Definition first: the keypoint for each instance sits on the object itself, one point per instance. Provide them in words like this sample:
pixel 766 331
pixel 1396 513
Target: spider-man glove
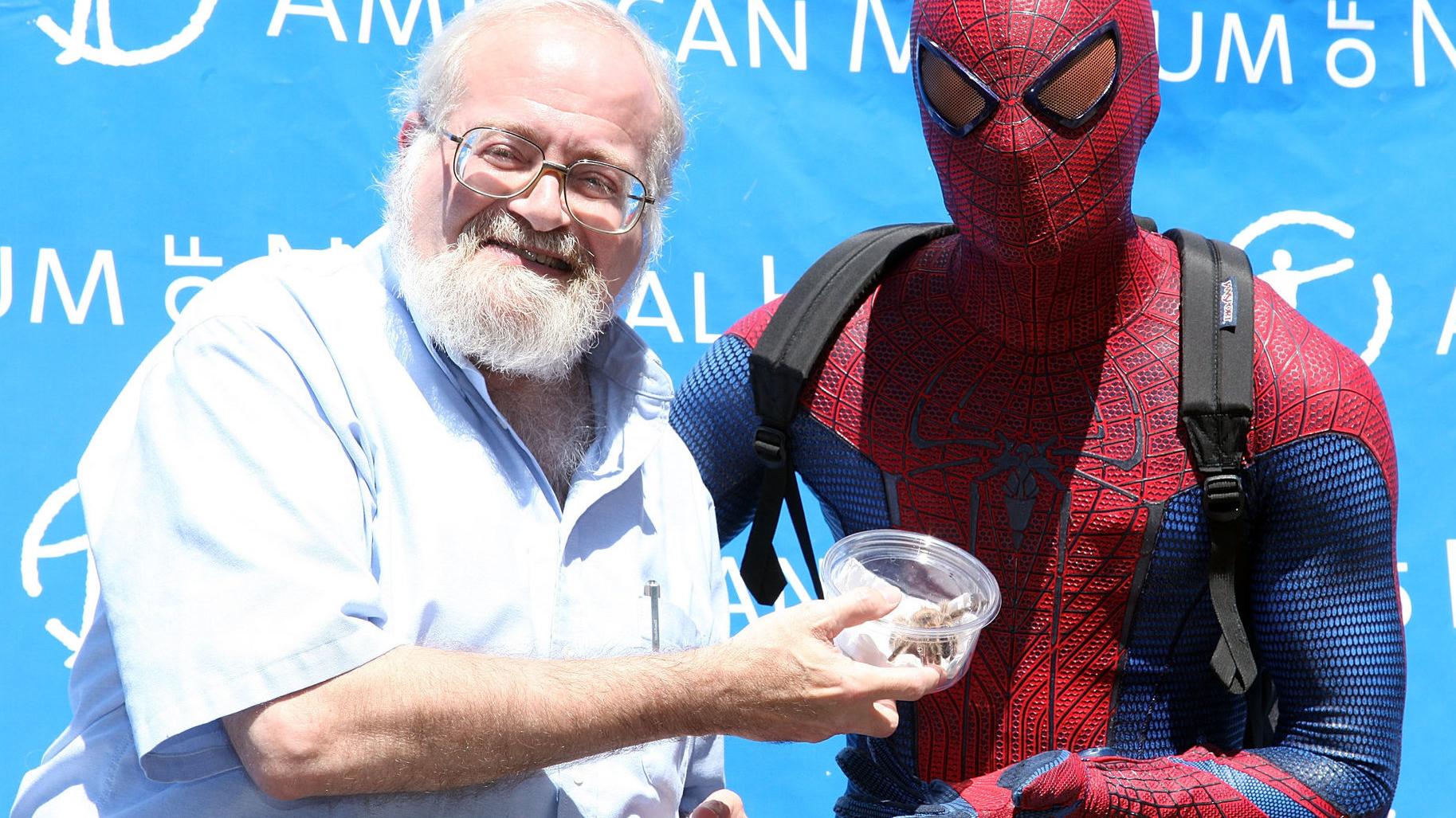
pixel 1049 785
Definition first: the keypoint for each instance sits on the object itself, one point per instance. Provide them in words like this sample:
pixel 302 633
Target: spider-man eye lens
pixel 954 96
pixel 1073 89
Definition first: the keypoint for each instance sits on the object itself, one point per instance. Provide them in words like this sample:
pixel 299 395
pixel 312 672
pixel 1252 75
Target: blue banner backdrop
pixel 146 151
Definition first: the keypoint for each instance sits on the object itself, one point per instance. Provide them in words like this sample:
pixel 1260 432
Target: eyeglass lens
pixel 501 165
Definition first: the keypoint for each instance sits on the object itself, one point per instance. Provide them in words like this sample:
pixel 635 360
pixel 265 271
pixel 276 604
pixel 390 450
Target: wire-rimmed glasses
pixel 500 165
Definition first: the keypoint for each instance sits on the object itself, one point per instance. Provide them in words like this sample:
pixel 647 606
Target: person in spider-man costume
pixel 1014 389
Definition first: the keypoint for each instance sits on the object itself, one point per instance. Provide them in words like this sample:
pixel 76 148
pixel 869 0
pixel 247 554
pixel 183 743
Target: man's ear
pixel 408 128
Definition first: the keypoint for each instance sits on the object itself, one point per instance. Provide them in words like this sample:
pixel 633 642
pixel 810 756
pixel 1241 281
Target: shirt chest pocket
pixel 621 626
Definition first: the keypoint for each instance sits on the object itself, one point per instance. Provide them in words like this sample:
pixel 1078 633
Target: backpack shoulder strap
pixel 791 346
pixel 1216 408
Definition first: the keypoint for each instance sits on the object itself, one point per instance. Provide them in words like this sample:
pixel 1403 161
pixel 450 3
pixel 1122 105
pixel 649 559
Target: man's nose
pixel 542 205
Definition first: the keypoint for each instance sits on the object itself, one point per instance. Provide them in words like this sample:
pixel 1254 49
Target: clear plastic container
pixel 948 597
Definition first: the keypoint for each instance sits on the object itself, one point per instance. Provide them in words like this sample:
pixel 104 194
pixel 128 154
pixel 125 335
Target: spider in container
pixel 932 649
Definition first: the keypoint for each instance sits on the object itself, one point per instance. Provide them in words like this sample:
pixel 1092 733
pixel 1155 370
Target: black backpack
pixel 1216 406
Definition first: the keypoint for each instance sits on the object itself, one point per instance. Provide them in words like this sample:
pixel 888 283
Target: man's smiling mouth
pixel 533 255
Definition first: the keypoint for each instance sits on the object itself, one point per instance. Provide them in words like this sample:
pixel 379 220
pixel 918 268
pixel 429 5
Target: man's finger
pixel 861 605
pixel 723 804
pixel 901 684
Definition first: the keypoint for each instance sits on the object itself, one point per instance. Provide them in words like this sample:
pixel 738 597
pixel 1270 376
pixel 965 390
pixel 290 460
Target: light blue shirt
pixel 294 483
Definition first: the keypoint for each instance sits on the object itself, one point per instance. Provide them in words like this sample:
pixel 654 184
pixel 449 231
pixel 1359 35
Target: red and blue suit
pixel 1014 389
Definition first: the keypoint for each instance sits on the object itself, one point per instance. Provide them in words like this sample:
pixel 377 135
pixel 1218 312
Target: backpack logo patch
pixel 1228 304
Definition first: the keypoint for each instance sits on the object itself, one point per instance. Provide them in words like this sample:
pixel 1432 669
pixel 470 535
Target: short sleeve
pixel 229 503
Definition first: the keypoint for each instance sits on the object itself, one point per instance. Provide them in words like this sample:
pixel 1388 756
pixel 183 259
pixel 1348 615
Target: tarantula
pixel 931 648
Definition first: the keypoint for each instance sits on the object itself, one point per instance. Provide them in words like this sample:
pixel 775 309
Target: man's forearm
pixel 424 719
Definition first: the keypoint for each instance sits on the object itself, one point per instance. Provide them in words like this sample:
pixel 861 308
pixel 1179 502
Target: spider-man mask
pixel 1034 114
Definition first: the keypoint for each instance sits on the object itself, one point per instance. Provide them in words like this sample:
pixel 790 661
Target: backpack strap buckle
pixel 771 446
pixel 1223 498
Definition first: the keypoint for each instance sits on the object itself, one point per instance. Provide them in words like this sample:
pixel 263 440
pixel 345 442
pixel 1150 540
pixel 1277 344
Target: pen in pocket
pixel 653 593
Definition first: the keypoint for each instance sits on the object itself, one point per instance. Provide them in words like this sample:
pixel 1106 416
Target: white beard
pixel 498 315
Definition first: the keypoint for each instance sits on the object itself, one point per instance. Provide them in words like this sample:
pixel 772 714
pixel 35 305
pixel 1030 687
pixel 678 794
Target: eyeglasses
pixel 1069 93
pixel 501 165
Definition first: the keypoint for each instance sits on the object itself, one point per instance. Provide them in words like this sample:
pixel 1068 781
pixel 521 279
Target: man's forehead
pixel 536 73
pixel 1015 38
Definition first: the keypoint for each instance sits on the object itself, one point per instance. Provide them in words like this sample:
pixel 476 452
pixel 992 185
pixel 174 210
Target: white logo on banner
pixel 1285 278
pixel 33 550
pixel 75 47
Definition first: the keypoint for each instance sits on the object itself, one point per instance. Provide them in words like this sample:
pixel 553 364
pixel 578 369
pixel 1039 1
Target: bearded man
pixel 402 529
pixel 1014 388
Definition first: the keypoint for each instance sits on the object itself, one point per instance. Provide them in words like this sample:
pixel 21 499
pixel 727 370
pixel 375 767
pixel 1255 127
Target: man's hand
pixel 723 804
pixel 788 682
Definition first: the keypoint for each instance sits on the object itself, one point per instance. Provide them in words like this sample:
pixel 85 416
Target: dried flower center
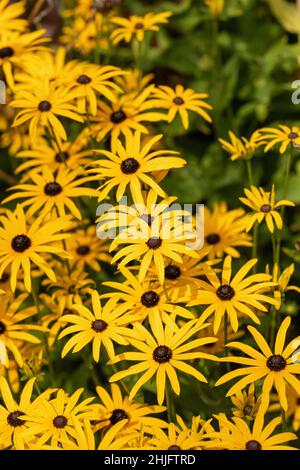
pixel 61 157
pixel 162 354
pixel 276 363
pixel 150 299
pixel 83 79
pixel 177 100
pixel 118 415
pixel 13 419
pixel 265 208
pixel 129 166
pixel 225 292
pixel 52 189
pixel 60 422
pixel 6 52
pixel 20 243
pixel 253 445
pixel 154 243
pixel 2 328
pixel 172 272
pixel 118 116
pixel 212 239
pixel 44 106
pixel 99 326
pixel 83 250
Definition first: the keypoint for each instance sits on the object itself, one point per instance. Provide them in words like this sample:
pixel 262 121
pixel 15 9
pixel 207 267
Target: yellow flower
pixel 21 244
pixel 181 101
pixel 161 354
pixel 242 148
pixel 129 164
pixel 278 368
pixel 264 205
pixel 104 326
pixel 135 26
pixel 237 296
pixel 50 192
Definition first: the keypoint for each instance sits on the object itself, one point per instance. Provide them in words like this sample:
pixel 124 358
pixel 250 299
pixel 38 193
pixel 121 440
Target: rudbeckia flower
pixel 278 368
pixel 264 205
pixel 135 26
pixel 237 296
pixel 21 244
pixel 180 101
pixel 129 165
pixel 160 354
________________
» PROBLEM DESCRIPTION
What is needed is the exact run of lines from the start of the data through the line with "pixel 265 271", both ends included, minus the pictures.

» EXERCISE RESPONSE
Definition first: the keypoint for each instance sits on the object itself, one point per instance. Provide them in words like this sample:
pixel 766 331
pixel 1396 513
Target: spider-man glove
pixel 1049 785
Definition first: the keypoint for each instance sits on the object itself, one point per instance. Provide them in words like this sample:
pixel 302 633
Target: spider-man eye lens
pixel 954 96
pixel 1073 89
Definition first: the keypoint for each instance sits on the object itself, one point per instance. Provide them in words like this sample:
pixel 299 395
pixel 312 672
pixel 1252 75
Target: blue banner backdrop
pixel 146 151
Definition first: the keypoint for each instance sits on the object itself, one point per instance. Provide them in words like this sample:
pixel 1260 432
Target: eyeglass lens
pixel 501 165
Definition first: the keypoint for each instance sits on the object itself, one point per instance. Provide them in words like this sample:
pixel 635 360
pixel 265 271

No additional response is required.